(TASK GOAL) Find the line that contains "the black rubber". Restate it and each following line exactly, through the end of the records.

(DATA TO PROCESS)
* * * * * * * * *
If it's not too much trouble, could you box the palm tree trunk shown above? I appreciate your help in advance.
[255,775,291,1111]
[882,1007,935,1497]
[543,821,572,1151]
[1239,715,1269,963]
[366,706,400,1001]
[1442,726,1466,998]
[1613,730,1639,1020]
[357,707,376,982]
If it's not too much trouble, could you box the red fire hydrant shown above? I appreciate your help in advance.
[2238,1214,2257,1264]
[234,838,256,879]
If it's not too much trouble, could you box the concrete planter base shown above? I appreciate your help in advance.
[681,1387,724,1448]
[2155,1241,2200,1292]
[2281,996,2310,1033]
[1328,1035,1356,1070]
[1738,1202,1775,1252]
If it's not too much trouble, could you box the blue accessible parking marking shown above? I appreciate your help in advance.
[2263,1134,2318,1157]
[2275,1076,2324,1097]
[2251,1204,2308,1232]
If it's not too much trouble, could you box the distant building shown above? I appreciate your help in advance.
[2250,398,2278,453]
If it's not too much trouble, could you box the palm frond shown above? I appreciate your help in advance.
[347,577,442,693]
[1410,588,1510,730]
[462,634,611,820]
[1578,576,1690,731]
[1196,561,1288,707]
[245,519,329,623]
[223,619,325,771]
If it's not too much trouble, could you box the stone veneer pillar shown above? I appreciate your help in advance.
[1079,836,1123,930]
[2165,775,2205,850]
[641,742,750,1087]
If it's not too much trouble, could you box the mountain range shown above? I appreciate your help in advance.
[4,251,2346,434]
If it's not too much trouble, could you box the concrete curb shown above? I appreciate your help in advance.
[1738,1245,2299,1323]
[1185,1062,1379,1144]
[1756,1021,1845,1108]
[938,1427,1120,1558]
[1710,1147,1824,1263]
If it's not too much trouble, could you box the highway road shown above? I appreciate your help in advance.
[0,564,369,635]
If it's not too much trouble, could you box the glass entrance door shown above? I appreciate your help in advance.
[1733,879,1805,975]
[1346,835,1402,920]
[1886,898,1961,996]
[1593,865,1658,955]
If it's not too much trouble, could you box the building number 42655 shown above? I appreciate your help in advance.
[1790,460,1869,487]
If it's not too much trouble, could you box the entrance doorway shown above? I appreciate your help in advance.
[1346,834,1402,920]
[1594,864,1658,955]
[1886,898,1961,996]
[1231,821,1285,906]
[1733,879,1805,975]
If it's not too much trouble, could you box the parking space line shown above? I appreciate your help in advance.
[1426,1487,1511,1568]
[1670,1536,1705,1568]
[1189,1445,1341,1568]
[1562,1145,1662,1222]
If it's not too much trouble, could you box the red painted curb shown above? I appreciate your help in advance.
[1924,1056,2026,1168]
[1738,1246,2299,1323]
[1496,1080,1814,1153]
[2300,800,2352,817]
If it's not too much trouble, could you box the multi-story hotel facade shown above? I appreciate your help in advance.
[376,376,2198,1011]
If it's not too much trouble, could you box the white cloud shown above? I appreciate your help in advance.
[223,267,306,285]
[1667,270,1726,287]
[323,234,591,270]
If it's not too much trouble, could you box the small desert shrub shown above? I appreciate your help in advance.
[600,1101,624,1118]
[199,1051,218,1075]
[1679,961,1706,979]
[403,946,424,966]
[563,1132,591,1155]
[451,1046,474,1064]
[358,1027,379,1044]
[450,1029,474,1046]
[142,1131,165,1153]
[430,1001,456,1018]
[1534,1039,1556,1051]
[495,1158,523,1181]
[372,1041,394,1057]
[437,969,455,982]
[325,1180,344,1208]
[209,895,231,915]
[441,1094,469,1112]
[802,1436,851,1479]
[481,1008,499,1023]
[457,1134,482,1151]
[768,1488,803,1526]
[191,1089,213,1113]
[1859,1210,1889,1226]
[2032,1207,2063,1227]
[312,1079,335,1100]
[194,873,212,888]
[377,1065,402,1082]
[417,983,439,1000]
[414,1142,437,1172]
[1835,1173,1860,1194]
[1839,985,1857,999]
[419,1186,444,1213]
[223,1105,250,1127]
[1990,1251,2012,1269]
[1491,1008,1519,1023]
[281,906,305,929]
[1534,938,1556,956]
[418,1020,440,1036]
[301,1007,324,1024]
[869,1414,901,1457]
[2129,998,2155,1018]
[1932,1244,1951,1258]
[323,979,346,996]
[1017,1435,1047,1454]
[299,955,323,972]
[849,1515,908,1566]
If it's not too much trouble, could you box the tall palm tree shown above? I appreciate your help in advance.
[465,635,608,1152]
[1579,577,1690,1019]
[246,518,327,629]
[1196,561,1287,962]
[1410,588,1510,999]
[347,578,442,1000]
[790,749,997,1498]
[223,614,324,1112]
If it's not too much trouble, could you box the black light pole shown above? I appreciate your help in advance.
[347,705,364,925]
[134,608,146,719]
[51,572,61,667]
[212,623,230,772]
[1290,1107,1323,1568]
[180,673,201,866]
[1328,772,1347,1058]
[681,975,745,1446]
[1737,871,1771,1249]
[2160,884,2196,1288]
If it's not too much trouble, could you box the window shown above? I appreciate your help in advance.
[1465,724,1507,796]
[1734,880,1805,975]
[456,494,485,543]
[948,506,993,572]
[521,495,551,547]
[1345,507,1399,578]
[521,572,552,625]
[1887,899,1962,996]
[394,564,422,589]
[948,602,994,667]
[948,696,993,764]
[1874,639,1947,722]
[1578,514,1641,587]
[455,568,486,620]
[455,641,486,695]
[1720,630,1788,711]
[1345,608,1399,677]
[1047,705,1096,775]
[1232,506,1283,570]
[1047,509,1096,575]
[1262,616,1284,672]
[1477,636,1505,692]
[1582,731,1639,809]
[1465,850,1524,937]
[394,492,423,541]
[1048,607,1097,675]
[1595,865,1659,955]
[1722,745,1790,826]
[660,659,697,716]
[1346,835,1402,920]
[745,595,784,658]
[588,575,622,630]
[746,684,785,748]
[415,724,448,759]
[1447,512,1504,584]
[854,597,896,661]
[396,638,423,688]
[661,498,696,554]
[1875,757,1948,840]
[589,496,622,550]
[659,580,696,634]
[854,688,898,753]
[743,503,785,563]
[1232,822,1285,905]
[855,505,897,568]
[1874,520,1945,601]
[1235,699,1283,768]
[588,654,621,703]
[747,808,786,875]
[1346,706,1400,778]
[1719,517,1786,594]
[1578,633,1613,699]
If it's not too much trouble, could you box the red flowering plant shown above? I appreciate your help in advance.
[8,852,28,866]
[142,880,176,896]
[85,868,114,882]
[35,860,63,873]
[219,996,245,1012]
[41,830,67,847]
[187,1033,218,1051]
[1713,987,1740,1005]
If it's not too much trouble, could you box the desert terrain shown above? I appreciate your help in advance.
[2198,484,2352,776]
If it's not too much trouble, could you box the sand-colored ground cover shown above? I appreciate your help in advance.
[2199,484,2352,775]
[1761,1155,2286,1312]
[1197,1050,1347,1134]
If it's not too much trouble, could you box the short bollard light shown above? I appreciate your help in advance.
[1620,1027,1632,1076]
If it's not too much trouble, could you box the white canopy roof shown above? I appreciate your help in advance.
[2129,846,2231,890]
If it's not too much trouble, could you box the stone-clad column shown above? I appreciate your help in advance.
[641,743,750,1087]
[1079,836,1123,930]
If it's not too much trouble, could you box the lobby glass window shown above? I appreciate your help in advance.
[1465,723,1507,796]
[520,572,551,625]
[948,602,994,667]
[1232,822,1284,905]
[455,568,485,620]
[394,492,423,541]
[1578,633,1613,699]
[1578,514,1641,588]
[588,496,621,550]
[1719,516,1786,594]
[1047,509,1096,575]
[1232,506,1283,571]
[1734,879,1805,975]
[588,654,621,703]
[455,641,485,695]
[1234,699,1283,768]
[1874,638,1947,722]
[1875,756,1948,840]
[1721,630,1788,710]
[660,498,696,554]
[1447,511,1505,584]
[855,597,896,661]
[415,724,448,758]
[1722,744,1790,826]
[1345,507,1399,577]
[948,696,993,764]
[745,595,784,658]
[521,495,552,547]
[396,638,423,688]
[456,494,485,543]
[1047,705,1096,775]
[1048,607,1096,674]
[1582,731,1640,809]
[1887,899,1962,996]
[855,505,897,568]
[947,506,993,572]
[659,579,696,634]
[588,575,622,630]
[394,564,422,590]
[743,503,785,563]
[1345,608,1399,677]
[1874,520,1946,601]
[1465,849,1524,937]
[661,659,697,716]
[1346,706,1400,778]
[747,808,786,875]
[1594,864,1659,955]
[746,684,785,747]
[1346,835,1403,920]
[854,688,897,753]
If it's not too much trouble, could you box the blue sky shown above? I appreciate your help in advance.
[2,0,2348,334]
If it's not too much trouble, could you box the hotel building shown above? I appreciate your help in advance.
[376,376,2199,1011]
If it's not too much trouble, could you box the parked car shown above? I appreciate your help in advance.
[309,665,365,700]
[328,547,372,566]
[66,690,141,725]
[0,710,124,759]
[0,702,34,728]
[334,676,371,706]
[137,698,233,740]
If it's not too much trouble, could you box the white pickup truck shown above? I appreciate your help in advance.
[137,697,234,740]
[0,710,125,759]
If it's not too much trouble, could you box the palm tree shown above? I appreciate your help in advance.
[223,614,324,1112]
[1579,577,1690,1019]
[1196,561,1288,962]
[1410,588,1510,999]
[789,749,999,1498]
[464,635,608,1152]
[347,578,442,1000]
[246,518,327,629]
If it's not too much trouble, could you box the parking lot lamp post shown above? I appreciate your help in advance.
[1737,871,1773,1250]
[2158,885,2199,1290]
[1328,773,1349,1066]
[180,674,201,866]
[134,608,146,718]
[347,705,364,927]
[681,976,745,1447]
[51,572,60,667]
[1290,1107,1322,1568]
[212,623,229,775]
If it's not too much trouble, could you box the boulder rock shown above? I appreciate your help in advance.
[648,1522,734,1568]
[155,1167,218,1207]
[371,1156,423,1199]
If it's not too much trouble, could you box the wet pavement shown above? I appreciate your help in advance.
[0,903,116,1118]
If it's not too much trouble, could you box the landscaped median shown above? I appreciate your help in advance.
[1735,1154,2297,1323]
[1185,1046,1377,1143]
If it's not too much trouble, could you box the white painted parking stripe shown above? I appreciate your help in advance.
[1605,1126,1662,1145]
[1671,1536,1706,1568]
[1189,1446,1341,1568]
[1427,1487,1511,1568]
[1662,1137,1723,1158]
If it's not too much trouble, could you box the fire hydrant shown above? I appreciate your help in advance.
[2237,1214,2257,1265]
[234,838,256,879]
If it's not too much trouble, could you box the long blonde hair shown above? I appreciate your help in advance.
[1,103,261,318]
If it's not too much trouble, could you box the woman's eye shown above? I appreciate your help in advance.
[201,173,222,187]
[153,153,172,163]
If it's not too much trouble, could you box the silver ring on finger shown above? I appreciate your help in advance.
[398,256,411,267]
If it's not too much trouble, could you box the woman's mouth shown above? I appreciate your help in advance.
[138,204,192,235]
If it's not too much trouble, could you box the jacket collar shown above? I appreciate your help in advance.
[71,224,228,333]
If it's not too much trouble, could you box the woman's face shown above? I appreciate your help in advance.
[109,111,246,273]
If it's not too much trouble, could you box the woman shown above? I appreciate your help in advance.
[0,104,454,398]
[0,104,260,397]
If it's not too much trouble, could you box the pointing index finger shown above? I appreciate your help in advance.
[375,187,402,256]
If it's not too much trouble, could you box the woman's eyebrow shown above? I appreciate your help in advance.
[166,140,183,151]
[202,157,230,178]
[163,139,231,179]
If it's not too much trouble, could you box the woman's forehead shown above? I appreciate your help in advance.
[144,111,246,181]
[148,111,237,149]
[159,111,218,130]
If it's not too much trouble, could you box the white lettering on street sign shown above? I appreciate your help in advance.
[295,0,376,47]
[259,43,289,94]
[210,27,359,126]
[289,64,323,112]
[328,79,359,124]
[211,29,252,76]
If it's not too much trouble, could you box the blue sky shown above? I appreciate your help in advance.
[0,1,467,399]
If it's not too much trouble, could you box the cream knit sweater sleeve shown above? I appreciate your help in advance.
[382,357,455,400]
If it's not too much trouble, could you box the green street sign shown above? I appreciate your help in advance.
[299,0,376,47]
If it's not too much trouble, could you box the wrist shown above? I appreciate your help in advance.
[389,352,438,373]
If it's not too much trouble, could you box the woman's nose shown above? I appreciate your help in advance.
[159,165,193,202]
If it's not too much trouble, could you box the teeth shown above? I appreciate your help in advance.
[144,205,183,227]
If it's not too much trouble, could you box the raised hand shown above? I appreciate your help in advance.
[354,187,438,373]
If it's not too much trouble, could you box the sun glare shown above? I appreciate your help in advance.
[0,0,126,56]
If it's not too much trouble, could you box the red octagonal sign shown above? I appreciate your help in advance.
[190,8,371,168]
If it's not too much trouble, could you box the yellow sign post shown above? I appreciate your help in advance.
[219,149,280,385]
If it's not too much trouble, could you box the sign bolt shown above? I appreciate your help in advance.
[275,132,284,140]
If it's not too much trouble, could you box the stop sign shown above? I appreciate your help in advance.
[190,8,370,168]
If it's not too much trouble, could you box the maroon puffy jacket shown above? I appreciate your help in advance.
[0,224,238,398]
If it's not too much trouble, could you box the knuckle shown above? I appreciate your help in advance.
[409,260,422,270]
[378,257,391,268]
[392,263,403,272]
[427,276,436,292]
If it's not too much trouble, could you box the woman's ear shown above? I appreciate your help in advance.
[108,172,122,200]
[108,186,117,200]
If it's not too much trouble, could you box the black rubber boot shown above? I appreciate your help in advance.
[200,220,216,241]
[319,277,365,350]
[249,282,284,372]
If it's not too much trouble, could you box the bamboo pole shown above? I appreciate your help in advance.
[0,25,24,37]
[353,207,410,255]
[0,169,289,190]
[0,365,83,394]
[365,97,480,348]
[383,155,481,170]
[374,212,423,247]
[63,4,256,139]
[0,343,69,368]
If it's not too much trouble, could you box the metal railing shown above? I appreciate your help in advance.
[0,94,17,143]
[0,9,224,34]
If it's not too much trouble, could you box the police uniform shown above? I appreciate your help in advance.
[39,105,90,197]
* * * * * * * * *
(THE ANSWER)
If it's not too much trouble, could you box the black rubber boot shown above? I appreciate your help in advance.
[200,220,216,241]
[319,277,365,350]
[249,282,284,372]
If it's not too much trouble, could you box the bamboo pole shown above? I appreciate your help in advance.
[0,25,24,37]
[353,207,410,255]
[0,169,289,190]
[0,365,83,394]
[365,97,480,348]
[383,155,481,170]
[374,212,423,247]
[63,4,256,139]
[0,343,69,368]
If it's not too much trouble, could you box the metal railing shown above? I appreciate your help in advance.
[0,94,17,143]
[0,9,224,34]
If it's not too much trouble, could you box the police uniform shown above? I appreciate your help in advance.
[39,105,90,197]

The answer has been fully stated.